* GIVEN REQUEST
Repeat the material exactly, leaving nothing out.

Shape labeling records
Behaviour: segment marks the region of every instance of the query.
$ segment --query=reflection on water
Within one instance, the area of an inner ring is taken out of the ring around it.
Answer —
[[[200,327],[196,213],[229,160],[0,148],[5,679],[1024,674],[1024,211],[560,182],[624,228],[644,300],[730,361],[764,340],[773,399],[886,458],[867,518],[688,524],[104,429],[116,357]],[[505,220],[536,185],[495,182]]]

* FINISHED EXERCISE
Behaviour: segment marks the region of every instance of the query.
$ segment --query=reflection on water
Within one instance, the area of an inner ring is taken out of the ring around it.
Answer —
[[[200,327],[196,213],[229,160],[0,148],[5,679],[1024,674],[1024,211],[560,182],[624,228],[644,300],[730,361],[764,340],[773,399],[886,458],[867,518],[688,524],[104,429],[116,357]],[[505,220],[536,185],[495,182]]]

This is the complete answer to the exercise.